▶ **DO THIS**
Rewrite every line of the data below with each answer coordinate multiplied by 1.3 and rounded to a whole number, halves rounding up. Keep all other lines the same, including the (344,371) in the first line.

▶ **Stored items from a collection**
►

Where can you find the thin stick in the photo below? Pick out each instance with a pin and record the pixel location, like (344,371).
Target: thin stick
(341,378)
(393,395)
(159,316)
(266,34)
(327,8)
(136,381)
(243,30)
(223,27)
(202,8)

◄

▶ **RESPONSE BELOW**
Where can you find the thin stick in the photo below? Pick out each instance with a pin and record the pixel location, like (344,371).
Target: thin stick
(443,491)
(511,514)
(207,411)
(346,44)
(425,10)
(177,495)
(316,39)
(290,35)
(263,10)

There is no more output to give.